## Required action
Within the records below, reproduce without change the lines from the line that has "Query: ladder on truck roof" through the line that has "The call MUST return, for every instance of the yellow autumn", and only those.

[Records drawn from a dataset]
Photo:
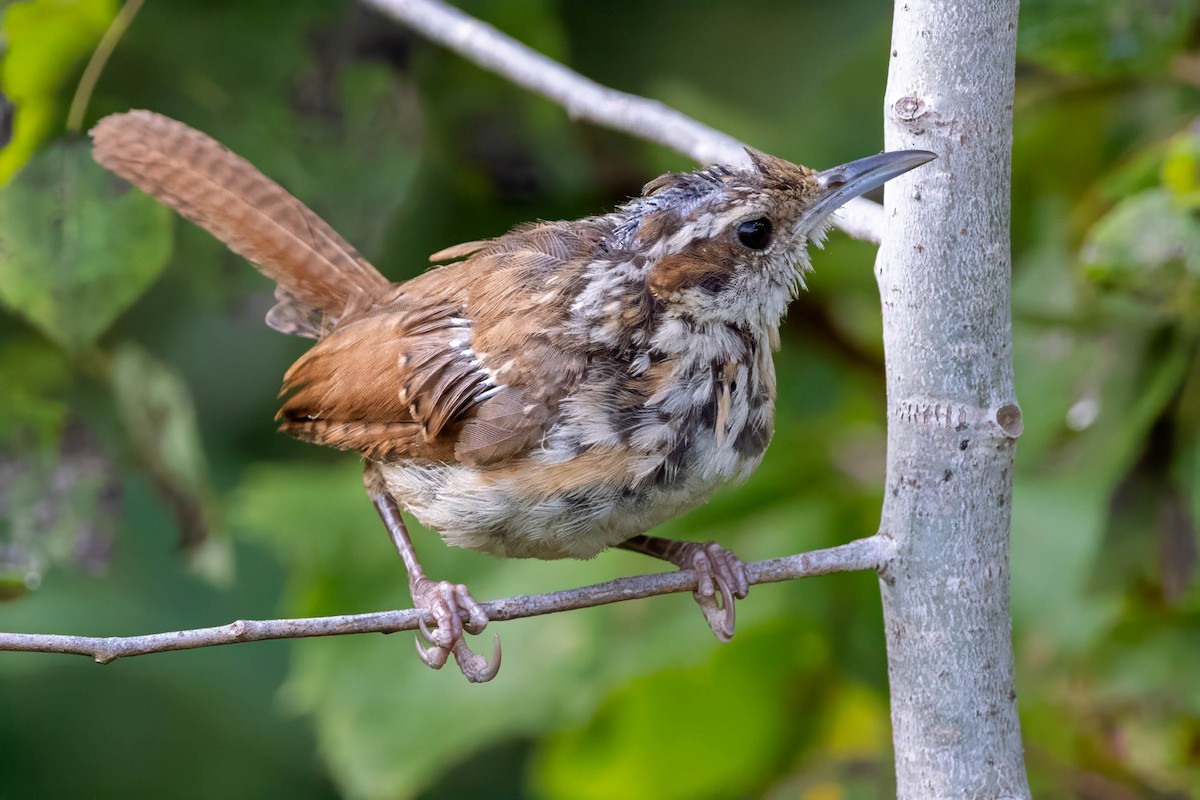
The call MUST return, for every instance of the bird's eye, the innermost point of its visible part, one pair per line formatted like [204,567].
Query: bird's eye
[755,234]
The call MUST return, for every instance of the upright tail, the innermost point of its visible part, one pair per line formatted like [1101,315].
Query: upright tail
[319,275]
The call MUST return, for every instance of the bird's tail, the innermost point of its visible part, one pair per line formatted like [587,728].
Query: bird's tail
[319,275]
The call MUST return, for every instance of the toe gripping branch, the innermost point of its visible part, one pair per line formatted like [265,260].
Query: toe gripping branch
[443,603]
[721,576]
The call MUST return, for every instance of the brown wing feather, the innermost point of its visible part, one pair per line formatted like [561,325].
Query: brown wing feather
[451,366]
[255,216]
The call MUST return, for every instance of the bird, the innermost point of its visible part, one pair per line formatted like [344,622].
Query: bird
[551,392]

--

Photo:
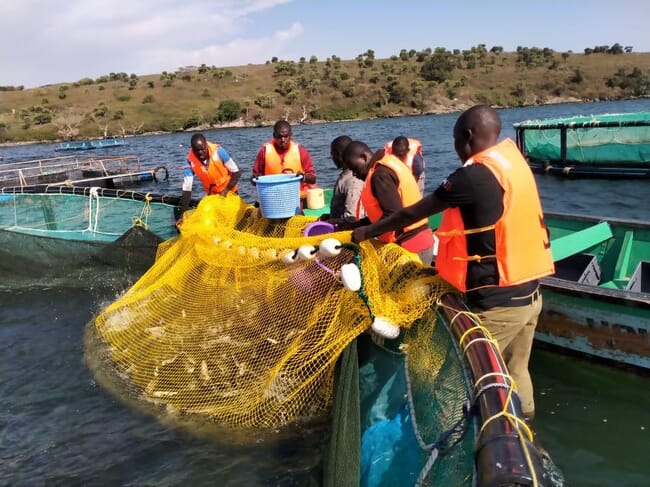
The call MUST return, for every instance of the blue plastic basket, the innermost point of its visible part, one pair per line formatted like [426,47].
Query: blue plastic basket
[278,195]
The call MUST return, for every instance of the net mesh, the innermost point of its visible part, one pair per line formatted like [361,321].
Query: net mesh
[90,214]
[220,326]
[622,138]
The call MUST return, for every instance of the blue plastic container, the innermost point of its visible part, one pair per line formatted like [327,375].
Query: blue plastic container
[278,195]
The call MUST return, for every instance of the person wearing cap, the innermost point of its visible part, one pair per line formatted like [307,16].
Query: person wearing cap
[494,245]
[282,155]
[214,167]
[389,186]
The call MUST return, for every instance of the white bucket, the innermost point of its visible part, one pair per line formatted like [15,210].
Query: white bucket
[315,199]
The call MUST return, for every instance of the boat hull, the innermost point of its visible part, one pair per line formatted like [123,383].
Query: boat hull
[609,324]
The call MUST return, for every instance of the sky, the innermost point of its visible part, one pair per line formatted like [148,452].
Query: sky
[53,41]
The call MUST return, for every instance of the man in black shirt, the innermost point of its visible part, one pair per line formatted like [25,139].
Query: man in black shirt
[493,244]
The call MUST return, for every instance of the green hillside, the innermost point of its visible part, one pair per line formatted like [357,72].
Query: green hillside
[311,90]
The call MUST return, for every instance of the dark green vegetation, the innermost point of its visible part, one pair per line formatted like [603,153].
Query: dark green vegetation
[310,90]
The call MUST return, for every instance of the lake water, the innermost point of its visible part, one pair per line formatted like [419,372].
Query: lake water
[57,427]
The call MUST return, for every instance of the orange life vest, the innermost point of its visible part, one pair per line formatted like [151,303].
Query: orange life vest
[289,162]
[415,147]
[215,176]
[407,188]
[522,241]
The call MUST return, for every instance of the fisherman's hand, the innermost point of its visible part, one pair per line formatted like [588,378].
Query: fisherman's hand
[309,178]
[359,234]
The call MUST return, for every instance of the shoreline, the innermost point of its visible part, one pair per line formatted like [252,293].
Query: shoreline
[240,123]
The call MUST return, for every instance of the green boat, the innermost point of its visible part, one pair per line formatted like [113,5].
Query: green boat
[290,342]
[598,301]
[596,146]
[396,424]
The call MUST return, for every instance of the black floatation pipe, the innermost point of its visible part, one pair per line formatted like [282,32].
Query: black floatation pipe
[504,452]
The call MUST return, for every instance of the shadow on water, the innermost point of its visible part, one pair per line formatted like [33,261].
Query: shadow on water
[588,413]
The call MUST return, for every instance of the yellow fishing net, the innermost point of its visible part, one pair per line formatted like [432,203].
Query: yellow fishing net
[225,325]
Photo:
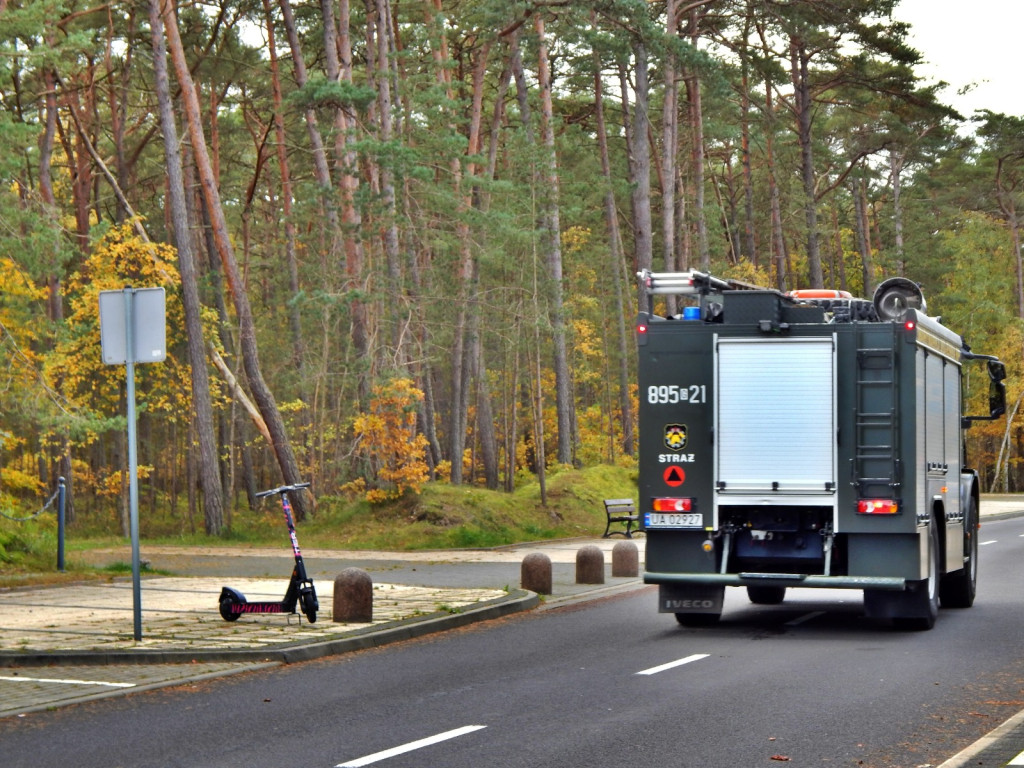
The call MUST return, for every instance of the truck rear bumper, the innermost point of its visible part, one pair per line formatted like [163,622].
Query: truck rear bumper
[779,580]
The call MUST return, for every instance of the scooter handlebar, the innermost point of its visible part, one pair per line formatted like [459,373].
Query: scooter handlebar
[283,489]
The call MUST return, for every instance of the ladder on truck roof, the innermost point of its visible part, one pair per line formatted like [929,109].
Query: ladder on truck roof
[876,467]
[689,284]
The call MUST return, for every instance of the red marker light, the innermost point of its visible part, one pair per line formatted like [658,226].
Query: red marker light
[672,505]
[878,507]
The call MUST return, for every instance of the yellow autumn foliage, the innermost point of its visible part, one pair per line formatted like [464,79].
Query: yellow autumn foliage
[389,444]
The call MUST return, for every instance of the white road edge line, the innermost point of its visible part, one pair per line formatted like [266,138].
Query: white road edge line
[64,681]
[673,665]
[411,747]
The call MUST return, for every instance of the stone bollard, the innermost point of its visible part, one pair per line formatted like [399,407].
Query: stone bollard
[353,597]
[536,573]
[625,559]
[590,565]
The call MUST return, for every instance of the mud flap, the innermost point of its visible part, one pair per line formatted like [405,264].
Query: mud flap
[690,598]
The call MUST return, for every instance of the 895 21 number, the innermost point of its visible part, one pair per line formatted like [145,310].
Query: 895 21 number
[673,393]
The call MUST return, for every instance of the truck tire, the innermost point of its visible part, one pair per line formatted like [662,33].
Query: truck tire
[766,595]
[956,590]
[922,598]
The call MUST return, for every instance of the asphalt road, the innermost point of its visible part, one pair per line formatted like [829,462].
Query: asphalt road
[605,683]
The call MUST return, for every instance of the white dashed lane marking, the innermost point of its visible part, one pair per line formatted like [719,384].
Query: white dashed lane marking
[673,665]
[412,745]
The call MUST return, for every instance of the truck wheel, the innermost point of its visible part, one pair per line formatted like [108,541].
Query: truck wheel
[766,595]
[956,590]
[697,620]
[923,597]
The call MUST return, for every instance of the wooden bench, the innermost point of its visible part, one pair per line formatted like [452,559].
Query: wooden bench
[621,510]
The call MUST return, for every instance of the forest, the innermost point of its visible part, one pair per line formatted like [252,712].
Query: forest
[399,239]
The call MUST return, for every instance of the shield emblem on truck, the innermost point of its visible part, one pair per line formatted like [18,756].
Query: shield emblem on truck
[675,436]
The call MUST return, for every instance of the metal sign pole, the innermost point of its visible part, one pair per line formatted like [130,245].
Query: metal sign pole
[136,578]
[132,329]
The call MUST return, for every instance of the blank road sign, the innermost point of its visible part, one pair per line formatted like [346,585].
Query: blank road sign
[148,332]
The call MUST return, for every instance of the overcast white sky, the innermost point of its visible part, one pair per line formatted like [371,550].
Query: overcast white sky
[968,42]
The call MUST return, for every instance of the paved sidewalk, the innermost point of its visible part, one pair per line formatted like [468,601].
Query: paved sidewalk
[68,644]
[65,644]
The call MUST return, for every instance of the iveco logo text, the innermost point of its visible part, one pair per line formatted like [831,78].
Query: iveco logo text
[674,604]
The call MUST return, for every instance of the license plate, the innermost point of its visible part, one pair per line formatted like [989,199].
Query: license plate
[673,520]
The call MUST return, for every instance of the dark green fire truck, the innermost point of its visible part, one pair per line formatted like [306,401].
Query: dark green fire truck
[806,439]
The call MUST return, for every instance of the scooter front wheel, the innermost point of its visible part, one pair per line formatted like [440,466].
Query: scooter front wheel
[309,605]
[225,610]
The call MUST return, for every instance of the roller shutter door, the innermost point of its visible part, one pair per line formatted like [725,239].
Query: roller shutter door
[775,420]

## Response to the exercise
Query: ladder on truck roof
[876,467]
[689,284]
The call MUST return, for every instance of the red marker light, the innermost point of its visible part, one pair per line formatted like [658,226].
Query: red marker light
[672,505]
[878,507]
The call MUST return, for every instance of the yellow autumn foliage, the innermost point of its visible part, one pair per line formatted like [464,79].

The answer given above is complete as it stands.